Keep your fingers crossed on Thursday, between 10:30 and 11:00 a.m.

Wednesday 22 June 2011

Gone is the longest day

A small anniversary - this is my 250th post - I'm half way towards being half way to hitting one thousand posts :)

Today a slightly "Jeziorkish" post - I strolled around my neighbourhood between 8:00 p.m. and 9 p.m. to snap some pics during the last hour before sunset. Picked out a few best and shared them here.

To the right - houses and historical (built in the first half of the nineteenth century) church in Stara Iwiczna. Typical for this time of the year in the evening sunrays illuminate northern walls of the buildings.

To the right - ul. Mleczarska which marks the border between Piaseczno and Nowa Iwiczna, here looking north from the intersection with ul. Energetyczna. Traffic not very sparse, but it's the beginning of a long weekend (I fail to notice this being burdened with learning).

• _Available data_
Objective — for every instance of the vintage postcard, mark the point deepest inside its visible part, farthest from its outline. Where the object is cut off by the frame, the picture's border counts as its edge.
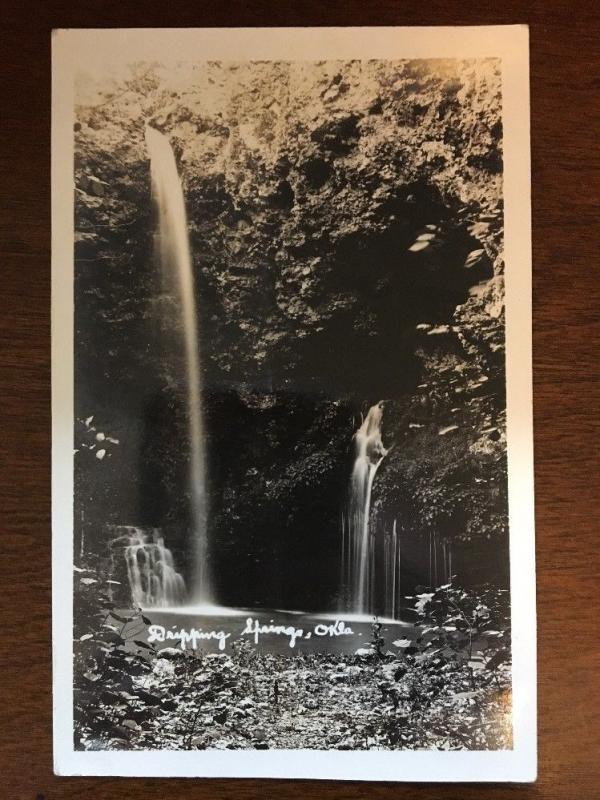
(292, 418)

• _Parts of the exercise_
(A) In the blog post about the evening walk, when was the church in Stara Iwiczna built?
(B) Continue the blog post about the evening walk from its last sentence.
The lines after the blog post are separate material and have no connection to it.

• _Answers provided_
(A) It was built in the first half of the nineteenth century.

(B)
To the right - a beatifully sunlit row of terraced houses by ul. Mleczarska in Piaseczno. As I passed by I didn't spot any of the dwellers in their gardens. Ain't it a sin to stay in when outdoors it's so glorious?

Again to the right - yet another view from ul. Mleczarska. The sun is blocked out by a foliage of a tree, but the last subeams manage to break through between the leaves. Magnificent? I'd be wary to  gloat over this photo. The upshot of my mini-outing I present here do not really come up to my expectations...

Surprise, surprise - I'm taking you back to late winter 2010, thaw is in overdrive, big snows are melting to uncover dirt, rubbish and turds.

And broadly the same place almost 16 months later, when summer takes over. Field in the foreground is overgrown with some oak, wheat, potatoes or God knows what else, houses in the background have been completed. All in all the atmosphere of the place remains slightly dull...

I turn around to snap houses on ul. Zimowa, I'm looking west, but the magic is gone after the sun has been occluded by clouds. Rains and storms are about to set in over the night.

Curiosity - to prove how infrequently I dabble in photography some stats - today I took my 2000th snap with my compact Canon and I've used it since July 2007. Shame...

Saturday 18 June 2011

Are we in 2008?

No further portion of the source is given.